Problem description
Give back, character for character, the line that includes "Format: a list" and all lines beneath it in the data.

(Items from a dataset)
_____

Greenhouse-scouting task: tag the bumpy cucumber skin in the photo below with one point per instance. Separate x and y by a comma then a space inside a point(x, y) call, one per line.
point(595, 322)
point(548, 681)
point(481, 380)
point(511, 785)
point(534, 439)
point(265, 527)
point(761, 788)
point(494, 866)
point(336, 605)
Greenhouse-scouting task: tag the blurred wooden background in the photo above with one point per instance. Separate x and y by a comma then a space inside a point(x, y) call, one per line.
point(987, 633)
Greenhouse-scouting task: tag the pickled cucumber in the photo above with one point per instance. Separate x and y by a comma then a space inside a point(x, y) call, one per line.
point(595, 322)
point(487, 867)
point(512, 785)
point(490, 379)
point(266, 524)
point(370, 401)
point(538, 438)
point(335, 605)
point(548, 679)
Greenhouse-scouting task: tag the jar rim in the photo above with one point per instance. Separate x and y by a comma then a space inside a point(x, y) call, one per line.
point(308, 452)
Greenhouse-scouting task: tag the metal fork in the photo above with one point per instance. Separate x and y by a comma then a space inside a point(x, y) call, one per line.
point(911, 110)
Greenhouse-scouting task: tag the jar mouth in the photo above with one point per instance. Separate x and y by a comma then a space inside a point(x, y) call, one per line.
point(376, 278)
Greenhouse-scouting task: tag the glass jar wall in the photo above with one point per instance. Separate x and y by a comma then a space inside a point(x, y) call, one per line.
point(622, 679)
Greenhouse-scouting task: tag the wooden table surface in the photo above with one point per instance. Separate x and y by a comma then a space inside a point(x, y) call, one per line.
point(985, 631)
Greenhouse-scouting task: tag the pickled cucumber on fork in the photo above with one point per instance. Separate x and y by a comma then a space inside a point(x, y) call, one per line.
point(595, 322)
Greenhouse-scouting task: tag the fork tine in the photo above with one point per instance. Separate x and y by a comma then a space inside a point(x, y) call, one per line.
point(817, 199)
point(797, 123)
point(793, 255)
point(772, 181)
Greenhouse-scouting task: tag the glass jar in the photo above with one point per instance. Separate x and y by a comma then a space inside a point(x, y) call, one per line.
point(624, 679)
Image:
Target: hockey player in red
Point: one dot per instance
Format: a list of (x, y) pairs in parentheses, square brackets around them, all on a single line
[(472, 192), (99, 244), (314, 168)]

_____

Solution
Format: a list of (x, y) pairs in parentheses, square brackets around them, all on a single line
[(472, 192), (99, 244), (314, 168)]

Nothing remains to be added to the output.